*Testo selezionato:*
────────────────────

La mancata comunicazione dell'indirizzo PEC vanifica la digitalizzazione della Giustizia Amministrativa

Elia Barbujani
09 Luglio 2019

Il contegno omissivo serbato dall'Amministrazione rispetto all'obbligo di comunicazione dell'indirizzo PEC, pur non precludendo radicalmente la notifica dell'atto processuale (possibile mediante le tradizionali modalità cartacee), vanifichi il raggiungimento degli obiettivi di digitalizzazione della giustizia posti dal legislatore.
Massima

“È di tutta evidenza come il contegno omissivo serbato dall'Amministrazione rispetto all'obbligo di comunicazione dell'indirizzo PEC sancito dalla predetta norma, pur non precludendo radicalmente la notifica dell'atto processuale (residualmente possibile, infatti, mediante le tradizionali modalità cartacee), vanifichi il raggiungimento degli obiettivi di digitalizzazione della giustizia posti dal legislatore, rispetto ai quali la telematizzazione delle comunicazioni funge da fattore trainante”.

Il caso

Alcune note Associazioni rappresentative degli avvocati amministrativisti, unitamente a colleghi in nome proprio, hanno presentato un ricorso ai sensi dell'art. 31 c.p.a. per richiedere al TAR Catania di accertare l'inottemperanza del Comune di Catania rispetto all'obbligo di comunicare al Ministero della Giustizia un valido indirizzo di posta elettronica certificata ove ricevere le comunicazioni e le notificazioni al fine di farlo inserire nell'elenco “Registro PP.AA.” tenuto dal Ministero della Giustizia ai sensi dell'art. 16, comma 12 d.l. n. 179/2012.

────────────────────

*Dati forniti:*

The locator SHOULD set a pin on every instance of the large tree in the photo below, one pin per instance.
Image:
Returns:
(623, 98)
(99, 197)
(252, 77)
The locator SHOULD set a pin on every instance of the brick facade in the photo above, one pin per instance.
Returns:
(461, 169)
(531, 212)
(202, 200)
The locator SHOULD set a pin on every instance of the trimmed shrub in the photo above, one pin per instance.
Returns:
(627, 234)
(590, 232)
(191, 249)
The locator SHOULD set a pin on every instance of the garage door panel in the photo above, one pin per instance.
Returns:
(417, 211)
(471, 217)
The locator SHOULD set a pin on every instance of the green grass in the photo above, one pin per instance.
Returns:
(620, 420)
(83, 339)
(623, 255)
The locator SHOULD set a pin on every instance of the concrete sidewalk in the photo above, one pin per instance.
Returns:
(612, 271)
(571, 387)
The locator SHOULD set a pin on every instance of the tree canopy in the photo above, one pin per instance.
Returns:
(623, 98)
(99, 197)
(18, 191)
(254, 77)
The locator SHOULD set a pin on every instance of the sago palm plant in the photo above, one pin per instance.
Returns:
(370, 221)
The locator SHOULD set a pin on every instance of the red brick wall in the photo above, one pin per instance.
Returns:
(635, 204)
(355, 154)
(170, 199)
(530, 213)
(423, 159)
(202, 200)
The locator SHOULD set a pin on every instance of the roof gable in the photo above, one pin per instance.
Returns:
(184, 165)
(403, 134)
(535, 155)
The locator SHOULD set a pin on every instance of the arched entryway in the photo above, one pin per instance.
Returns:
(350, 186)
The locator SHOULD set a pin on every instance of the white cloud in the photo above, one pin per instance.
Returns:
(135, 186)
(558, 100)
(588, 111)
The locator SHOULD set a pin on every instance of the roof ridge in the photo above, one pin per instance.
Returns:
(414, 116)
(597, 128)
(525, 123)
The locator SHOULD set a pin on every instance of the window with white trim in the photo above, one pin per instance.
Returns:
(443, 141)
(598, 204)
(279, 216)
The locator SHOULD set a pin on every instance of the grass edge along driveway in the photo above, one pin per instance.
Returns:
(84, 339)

────────────────────

*Esercizi scritti:*
a – Secondo l'articolo sull'indirizzo PEC, davanti a quale tribunale è stato proposto il ricorso?
b – Elenca tutti gli enti pubblici indicati con il proprio nome nell'articolo sull'indirizzo PEC.
c – Prosegui l'articolo sull'indirizzo PEC riprendendo subito dopo l'ultima frase riportata.
I record riportati provengono da una fonte diversa.

*Soluzioni degli esercizi:*
a – Davanti al TAR Catania.

b – TAR Catania; Comune di Catania; Ministero della Giustizia.

c –
Il TAR Catania, rilevando che l'omissione dell'Amministrazione aveva ad oggetto un comportamento (ossia la mancata comunicazione al Ministero dell'indirizzo PEC) e non l'emissione di un provvedimento amministrativo, aveva dichiarato inammissibile il ricorso con sentenza non definitiva (TAR Sicilia - Catania, 11 gennaio 2019, n. 33). Tuttavia, con il medesimo provvedimento, il giudice amministrativo aveva ritenuto sussistere le condizioni di ricevibilità e ammissibilità del ricorso ai sensi del rito di cui al d.lgs. n. 198/2009 c.d. class action e, pertanto, disponeva la conversione dell'azione ai sensi dell'art. 32 c.p.a..

In seguito alla conversione, nella nuova udienza pubblica celebrata, il Comune di Catania vedeva accolta la richiesta che fosse riconosciuta la cessazione della materia del contendere in quanto, nel frattempo, aveva provveduto a comunicare il proprio indirizzo PEC istituzionale al Ministero della Giustizia.

Nonostante la soddisfazione dell'interesse dei ricorrenti, il TAR Sicilia ha comunque argomentato sulla fondatezza della pretesa dei ricorrenti.

La questione

La questione della mancata comunicazione, da parte delle Pubbliche Amministrazioni, degli indirizzi PEC al Ministero della Giustizia è ormai risalente, una sorta di “peccato originale” del processo telematico.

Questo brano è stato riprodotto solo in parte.